The task –
Print the lines from the one containing "Performance-review request: for every instance of the asphalt" through the end of the records, inclusive, with no changes.

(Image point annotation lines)
** BEGIN **
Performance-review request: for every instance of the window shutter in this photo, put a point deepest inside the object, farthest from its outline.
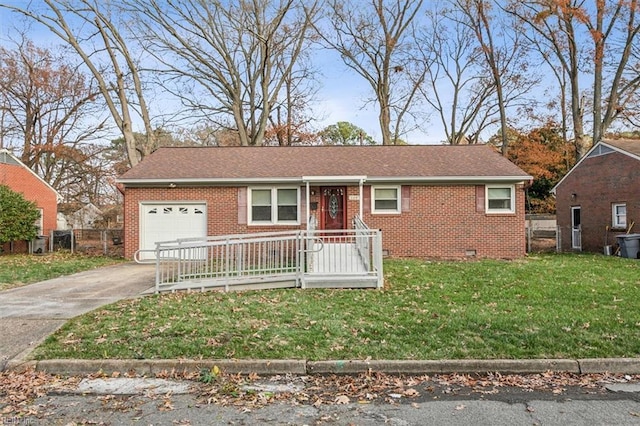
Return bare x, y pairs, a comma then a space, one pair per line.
242, 206
406, 198
480, 198
366, 201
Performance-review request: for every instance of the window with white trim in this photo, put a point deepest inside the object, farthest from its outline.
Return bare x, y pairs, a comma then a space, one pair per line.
385, 199
500, 199
268, 206
619, 215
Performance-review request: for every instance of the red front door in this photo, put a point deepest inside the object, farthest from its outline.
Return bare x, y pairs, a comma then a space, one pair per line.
332, 205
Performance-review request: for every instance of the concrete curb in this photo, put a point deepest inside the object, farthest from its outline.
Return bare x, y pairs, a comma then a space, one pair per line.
506, 366
70, 367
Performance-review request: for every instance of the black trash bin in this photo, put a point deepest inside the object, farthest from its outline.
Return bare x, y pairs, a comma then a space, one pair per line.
629, 245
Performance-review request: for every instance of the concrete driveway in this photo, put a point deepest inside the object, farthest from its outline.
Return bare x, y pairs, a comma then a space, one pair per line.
29, 314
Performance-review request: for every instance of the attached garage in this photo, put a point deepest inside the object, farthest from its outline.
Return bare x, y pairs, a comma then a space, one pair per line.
168, 222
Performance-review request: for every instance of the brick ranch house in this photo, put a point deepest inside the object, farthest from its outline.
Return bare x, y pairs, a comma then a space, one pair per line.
429, 201
19, 178
600, 196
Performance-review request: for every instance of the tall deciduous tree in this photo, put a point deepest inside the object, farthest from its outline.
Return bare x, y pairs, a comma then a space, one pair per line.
51, 116
226, 60
542, 153
595, 39
345, 133
460, 89
376, 39
502, 53
93, 33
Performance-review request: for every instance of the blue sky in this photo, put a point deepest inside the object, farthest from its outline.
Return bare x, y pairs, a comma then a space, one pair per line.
341, 95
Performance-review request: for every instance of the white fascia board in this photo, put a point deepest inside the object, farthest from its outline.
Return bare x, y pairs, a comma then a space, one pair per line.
205, 182
621, 151
326, 179
451, 179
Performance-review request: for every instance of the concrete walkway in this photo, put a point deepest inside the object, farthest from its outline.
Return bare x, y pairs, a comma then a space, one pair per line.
30, 313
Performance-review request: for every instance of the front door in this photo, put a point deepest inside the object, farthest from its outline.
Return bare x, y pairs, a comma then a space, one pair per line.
576, 229
332, 207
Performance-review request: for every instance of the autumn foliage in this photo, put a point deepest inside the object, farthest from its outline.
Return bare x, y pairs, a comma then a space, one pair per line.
542, 154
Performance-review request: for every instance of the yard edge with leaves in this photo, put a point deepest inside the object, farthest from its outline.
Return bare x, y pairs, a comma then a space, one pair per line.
545, 306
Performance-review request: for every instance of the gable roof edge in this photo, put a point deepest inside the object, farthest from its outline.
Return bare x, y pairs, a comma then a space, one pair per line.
20, 163
621, 151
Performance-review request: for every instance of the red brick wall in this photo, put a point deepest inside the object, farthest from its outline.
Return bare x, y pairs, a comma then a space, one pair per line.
599, 182
442, 221
23, 181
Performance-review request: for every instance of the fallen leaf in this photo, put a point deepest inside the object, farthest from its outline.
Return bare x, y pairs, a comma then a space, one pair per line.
411, 393
342, 399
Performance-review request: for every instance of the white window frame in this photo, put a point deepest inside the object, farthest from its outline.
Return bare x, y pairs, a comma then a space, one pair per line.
512, 206
398, 208
274, 206
615, 222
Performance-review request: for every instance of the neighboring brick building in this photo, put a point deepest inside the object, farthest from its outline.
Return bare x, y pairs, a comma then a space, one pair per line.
20, 178
429, 201
600, 196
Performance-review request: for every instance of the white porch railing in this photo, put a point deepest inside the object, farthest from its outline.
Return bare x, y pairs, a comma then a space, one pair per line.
342, 258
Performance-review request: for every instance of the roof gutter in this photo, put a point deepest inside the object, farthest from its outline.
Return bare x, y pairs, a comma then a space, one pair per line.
324, 179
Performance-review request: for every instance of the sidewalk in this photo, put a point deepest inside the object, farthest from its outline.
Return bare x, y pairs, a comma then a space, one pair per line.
151, 368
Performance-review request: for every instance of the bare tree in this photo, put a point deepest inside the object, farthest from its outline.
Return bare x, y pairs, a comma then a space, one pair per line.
589, 39
227, 60
50, 110
377, 41
460, 90
503, 55
88, 28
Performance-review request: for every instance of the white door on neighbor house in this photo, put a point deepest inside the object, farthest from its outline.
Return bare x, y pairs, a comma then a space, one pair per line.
576, 229
168, 222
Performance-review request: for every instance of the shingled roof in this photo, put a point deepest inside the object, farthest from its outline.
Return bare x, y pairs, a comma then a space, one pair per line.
632, 146
374, 163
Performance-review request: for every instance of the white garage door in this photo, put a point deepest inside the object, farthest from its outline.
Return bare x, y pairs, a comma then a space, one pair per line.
168, 222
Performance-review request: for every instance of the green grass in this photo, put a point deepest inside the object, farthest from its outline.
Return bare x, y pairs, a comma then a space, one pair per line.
21, 269
545, 306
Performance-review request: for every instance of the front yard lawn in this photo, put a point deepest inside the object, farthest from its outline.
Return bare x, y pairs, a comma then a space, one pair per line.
544, 306
21, 269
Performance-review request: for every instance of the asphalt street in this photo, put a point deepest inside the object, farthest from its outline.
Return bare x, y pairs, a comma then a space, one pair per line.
** END **
Answer in full –
Performance-review request: for every instance of the asphalt street in this photo, put a point deepest inside the object, farthest from its outline.
Return bare x, y pairs, a comma then a space, one pair per line.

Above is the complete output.